— Exercise objective —
Starting at the line that contains "green leaf with a single marker." and ending at the line that contains "(558, 1207)", copy out those lines with the lines beginning "Note:" left unchanged. In every other line, multiply each coordinate by 2.5 and round to the nearest whole number, with halves rounded up.
## BEGIN
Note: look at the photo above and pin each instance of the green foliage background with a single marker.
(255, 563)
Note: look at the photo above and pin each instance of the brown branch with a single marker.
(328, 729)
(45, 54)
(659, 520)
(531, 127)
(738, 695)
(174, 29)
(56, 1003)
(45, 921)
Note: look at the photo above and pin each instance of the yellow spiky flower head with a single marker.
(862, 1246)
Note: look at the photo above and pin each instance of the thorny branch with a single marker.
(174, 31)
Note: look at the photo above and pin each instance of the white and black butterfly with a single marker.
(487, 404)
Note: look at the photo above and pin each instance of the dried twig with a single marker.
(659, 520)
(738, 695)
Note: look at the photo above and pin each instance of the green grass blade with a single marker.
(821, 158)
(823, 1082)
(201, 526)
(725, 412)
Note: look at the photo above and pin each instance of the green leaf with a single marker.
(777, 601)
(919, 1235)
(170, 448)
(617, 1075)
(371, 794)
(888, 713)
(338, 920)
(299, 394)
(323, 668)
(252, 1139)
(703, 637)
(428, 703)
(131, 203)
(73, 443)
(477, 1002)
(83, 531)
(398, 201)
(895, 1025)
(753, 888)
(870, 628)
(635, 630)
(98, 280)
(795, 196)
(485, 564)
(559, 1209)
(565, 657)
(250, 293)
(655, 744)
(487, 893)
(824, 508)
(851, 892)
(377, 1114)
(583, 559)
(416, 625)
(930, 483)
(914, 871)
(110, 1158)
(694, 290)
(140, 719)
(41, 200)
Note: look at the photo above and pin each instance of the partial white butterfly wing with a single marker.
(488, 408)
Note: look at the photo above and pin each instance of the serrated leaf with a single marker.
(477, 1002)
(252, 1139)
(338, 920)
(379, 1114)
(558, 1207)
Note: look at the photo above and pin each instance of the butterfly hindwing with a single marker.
## END
— Problem solution —
Note: look at the photo above and pin each instance of the green leaf with a single marker.
(1943, 1503)
(2298, 3088)
(425, 1120)
(1543, 2688)
(928, 1985)
(2220, 1783)
(845, 2300)
(748, 985)
(808, 1670)
(630, 2848)
(1758, 1593)
(1070, 1758)
(328, 508)
(183, 1108)
(1193, 2505)
(208, 1328)
(995, 503)
(2238, 2563)
(1883, 2220)
(2175, 1570)
(1588, 1575)
(245, 700)
(1988, 490)
(1213, 1410)
(1398, 3023)
(1413, 1643)
(625, 733)
(1638, 1860)
(1218, 2233)
(2060, 1270)
(2128, 2230)
(943, 2785)
(1458, 1398)
(1040, 1563)
(2325, 1208)
(2285, 2178)
(275, 2895)
(1735, 725)
(350, 1798)
(103, 500)
Note: look at the photo above and pin each instance of the partial white butterfly wing with a single marker.
(1220, 1020)
Note: look at the photo above and pin each instance of the serrated leaf with a single marker.
(1193, 2505)
(630, 2848)
(845, 2300)
(948, 2785)
(1395, 3018)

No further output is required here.